::: Ausgewählter Auszug
Der Chaos Computer Club (CCC) berichtet von Sicherheitslücken beim Digitalen Wahlstift, der bei den Bürgerschaftswahlen in Hamburg eingesetzt werden soll. Mittels eines "Trojanischen Wahlstiftes" wollen die Hacker die Sicherheitsmaßnahmen des Systems kompromittiert haben. Das Büro des Landeswahlleiters in Hamburg dementiert gegenüber heise online allerdings, dass der Angriff bei den offiziell eingesetzten Wahl-Systemen funktionieren könne.

Die Nachricht kommt zu einem denkbar schlechten Zeitpunkt für die Hamburger Innenbehörde: Gerade hat die Stadt eine Kampagne zu der Wahl am 24. Februar 2008 gestartet. In "Schnupper-Wahllokalen" können die Hamburger die Handhabung des neuen Wahlstiftes ausprobieren, die praktische Demonstration soll das Vertrauen der Bürger in das neue Wahlgerät stärken. Fünf Millionen Euro hat der Hamburger Senat für die Ausstattung von zirka 1300 Wahllokalen mit der neuen Wahltechnik bereit gestellt.
::::::
::: Datensatz
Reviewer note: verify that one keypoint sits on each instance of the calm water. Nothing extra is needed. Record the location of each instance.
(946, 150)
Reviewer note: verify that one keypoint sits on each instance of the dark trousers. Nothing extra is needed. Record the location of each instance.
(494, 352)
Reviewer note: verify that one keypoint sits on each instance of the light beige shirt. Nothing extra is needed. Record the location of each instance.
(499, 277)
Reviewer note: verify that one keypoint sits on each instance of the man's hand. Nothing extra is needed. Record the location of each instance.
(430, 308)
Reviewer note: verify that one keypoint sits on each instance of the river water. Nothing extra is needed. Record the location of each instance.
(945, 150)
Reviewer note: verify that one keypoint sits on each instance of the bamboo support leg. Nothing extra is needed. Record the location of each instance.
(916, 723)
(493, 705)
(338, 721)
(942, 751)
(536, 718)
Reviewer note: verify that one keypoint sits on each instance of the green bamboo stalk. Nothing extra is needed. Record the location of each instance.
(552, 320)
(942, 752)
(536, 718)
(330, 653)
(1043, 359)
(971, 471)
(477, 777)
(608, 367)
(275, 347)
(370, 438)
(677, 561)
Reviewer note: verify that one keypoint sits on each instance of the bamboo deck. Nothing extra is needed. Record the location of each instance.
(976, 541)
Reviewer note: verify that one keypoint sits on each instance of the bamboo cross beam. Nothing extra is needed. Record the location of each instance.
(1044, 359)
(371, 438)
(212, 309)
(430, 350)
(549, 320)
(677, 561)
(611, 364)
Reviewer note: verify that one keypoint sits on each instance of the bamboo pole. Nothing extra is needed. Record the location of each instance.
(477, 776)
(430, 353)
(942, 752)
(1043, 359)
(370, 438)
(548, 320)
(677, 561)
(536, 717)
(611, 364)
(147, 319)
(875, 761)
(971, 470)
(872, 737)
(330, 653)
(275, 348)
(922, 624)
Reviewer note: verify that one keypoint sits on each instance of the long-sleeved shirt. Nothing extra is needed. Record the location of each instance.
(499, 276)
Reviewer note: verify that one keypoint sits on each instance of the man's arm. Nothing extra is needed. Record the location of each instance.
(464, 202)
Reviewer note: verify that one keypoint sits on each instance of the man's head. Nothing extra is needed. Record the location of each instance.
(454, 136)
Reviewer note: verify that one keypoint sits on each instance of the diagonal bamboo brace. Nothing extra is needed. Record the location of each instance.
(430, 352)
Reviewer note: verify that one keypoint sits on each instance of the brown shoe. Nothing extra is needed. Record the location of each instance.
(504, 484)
::::::
| Aufgabe |
Geben Sie aus dem Auszug zum Digitalen Wahlstift die Passage wörtlich wieder, die mit „Der Chaos Computer“ beginnt und bis einschließlich „Wahl-Systemen funktionieren könne.“ reicht.

| Schriftliche Antwort |
Der Chaos Computer Club (CCC) berichtet von Sicherheitslücken beim Digitalen Wahlstift, der bei den Bürgerschaftswahlen in Hamburg eingesetzt werden soll. Mittels eines "Trojanischen Wahlstiftes" wollen die Hacker die Sicherheitsmaßnahmen des Systems kompromittiert haben. Das Büro des Landeswahlleiters in Hamburg dementiert gegenüber heise online allerdings, dass der Angriff bei den offiziell eingesetzten Wahl-Systemen funktionieren könne.